## Exercise
Resume the report on conditions in the Sidd displacement camp, writing on from its last sentence.

## Document segment
--*--

The nurse acknowledged that the medical and health situation in Sidd was “bad” during his stay there, though could not provide any statistics on the spread of diseases within the camp. Only one “medical center” existed within the Sidd camp, which provided only basic treatments, the nurse said.

Dr. Tariq, a member of the Kurdish Self-Administration’s health commision, also confirmed to Syria Direct that medical services in Sidd were “very bad.”

“I’ve been to the camp and tried to meet with advisors to the camp administration so I can explain the situation to them, and so the medical and humanitarian situation can improve, especially as winter approaches” the doctor said, withholding his last name. It was not immediately clear on Thursday whether camp administrators had begun taking steps to improve the situation.

A Syrian journalist with a pro-Kurdish news outlet who visited the camp last week told Syria Direct that the camp administration could not provide adequate medical services because the number of displaced people was simply “too huge.”

‘Like prisoners’

Families from rural Deir e-Zor province have scarce options when deciding to flee the battles currently being waged in their hometowns. Directly to their west is an empty expanse of desert still held by the Islamic State, followed by yet another expanse under regime control.

At least 250 families from the southern bank of the Euphrates fled south across hundreds of kilometers of open desert since the beginning of October, finally settling in the remote Rukban displacement camp along the Syrian-Jordanian border. There, they remain trapped in a barren corner of Syria, unable to move onward to Jordan due to a shuttered border, and afraid to resettle in surrounding regime territory.

Other families attempt an exit north via Kurdish territory in Al-Hasakah and Raqqa provinces, from which they hope to enter opposition-held northern Aleppo province just south of the Turkish border.

Among those aiming to reach northern Aleppo were Abu Mu’ayyad and his family. But today they remain trapped in the Sidd camp, where he says SDF authorities—wary of IS infiltration—are not permitting him to leave, despite signing his name on a list of those hoping to exit.

The Sidd camp in August. Photo courtesy of Al-Hasakah Diary.

Still, Abu Mu’ayyad is lucky. Even those who arrive at the camp in poor medical condition have limited hope of being granted permission to exit for treatment in local hospitals, Mohammad al-Khalif, member of the Syrian Network for Human Rights said.

--*--

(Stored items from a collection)
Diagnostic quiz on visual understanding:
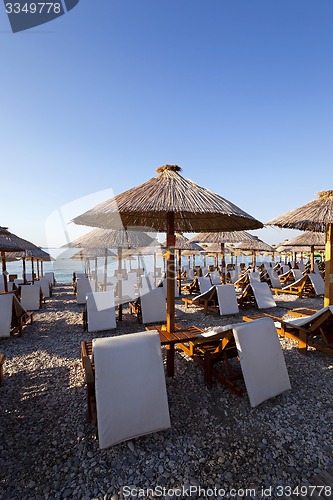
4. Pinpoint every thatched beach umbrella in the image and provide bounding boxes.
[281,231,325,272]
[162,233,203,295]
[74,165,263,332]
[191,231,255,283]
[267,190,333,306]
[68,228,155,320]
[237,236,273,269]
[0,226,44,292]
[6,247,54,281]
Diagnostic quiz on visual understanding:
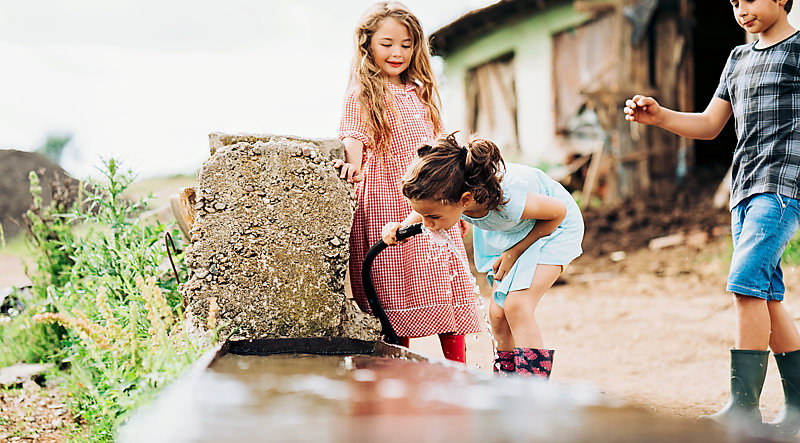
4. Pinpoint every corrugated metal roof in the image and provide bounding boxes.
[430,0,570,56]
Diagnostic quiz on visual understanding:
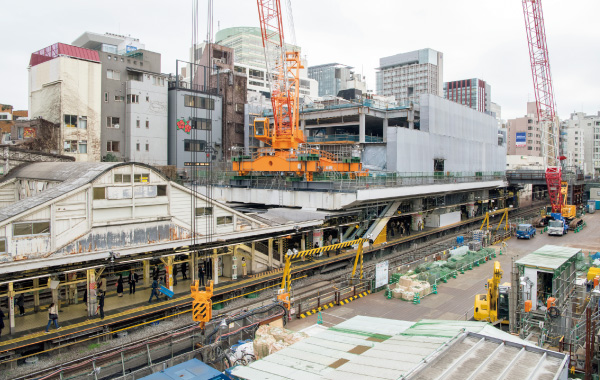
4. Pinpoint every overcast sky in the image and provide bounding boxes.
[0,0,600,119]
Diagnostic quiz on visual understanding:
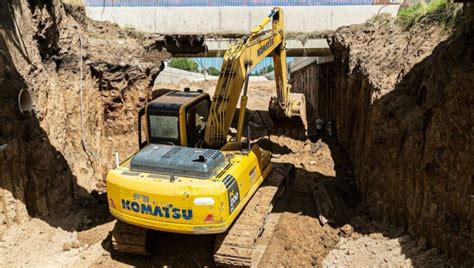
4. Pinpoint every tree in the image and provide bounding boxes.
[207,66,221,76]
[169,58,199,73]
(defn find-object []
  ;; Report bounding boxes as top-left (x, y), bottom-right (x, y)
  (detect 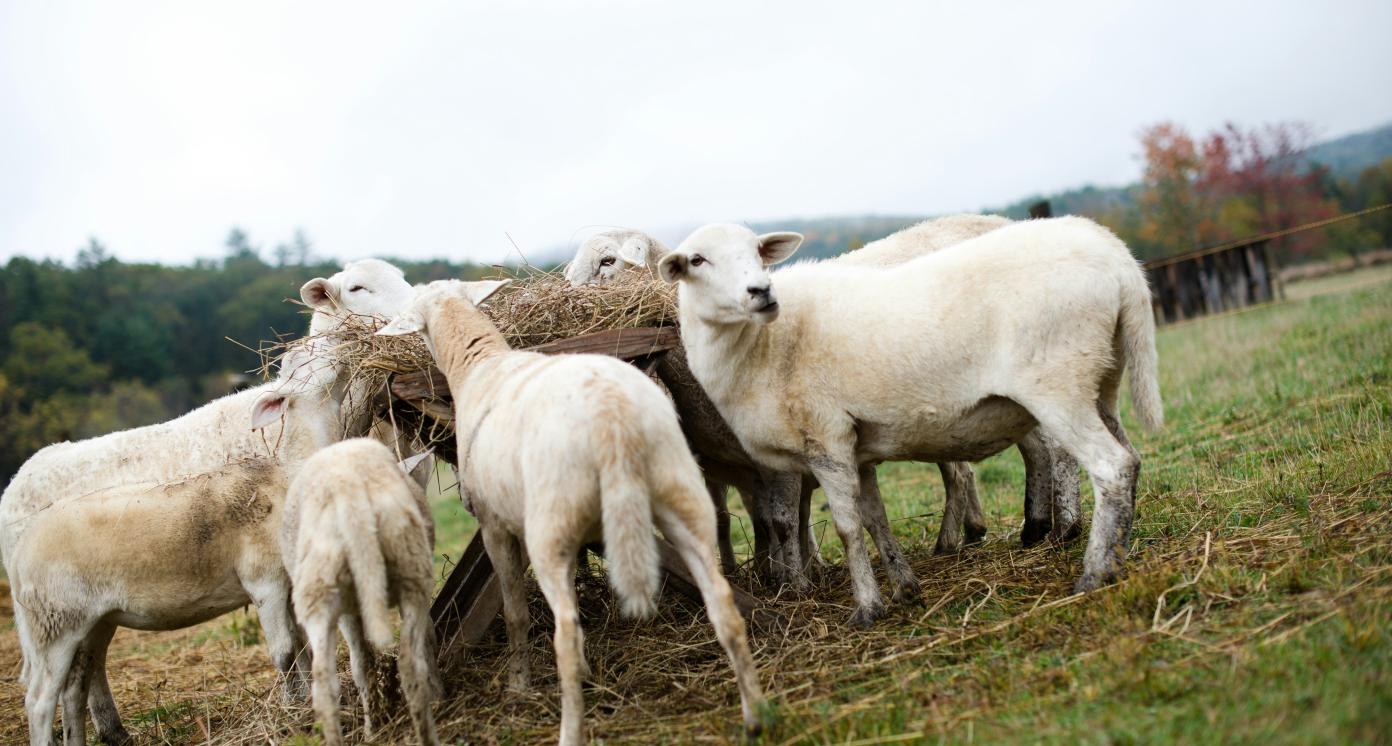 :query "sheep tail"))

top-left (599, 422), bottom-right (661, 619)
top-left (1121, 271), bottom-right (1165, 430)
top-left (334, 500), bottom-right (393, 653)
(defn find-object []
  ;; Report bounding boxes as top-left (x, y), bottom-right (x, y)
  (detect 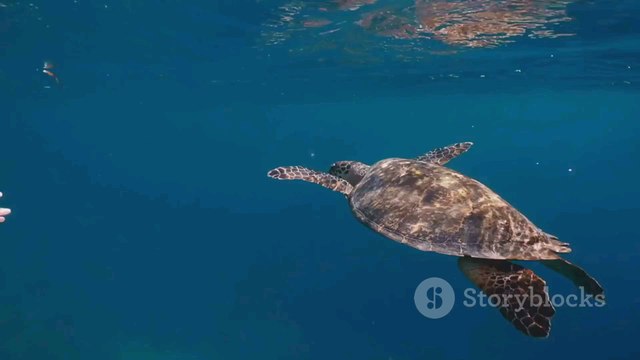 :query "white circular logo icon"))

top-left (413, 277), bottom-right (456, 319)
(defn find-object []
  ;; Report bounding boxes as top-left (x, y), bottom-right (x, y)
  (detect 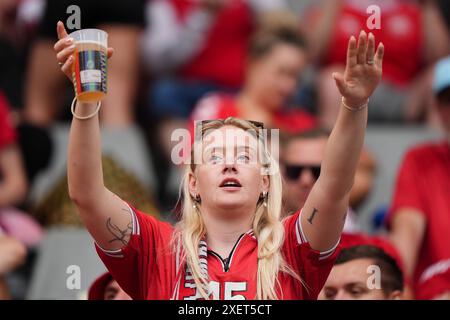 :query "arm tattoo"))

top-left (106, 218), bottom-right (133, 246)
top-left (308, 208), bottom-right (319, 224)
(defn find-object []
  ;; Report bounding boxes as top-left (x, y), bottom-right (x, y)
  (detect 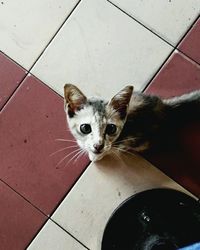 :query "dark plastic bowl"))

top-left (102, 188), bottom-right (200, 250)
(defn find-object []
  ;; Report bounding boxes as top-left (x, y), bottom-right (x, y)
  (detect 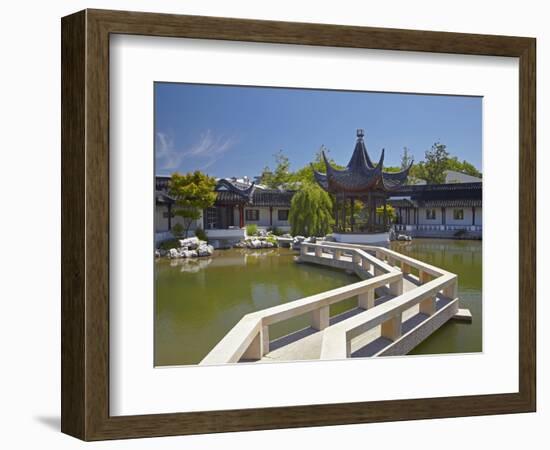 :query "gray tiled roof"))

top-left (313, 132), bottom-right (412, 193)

--*--

## Exercise output
“Some of the deaths that we have recorded are of civilians who fled IS control, and were already sick when they arrived at the [Sidd] camp,” he told Syria Direct. “Their case worsened because of the bad health situation there, and they died as a result of not being provided the necessary treatment.”

“Contributing to this,” al-Khalif added, “are camp authorities forbidding patients to leave. Sometimes they do allow people in critical condition out, but by then it is already too late and the patient dies in the hospital.”

When Mohammad Issawi, a father of five from the Deir e-Zor town of Mayadeen, arrived in Sidd last month, his cousin—a woman in her 50’s—was already suffering the effects of kidney failure.

In formerly IS-held Mayadeen, despite a marked lack of medical supplies there, she was able to receive the necessary kidney dialysis treatment in order to stay alive. But upon arrival in Sidd, treatment was unavailable. The sole camp clinic, described by one source to Syria Direct as simply a “tent,” only provided the most basic health services.

“Even the very simplest needs such as tents, blankets and bathrooms are not available for everyone here,” Issawi told Syria Direct from the camp. “The camp administration isn’t listening to our requests—there are people sleeping outside, exposed to the elements, like prisoners.”

Without basic medicine, Issawi’s cousin rapidly deteriorated over the course of just several weeks. The family requested permission for her to leave the Sidd camp, Issawi said, so she could receive kidney dialysis at a nearby hospital.

But she was denied, for unknown reasons. Before long, she experienced total kidney failure, Issawi said.

“My cousin died and was buried in this camp.”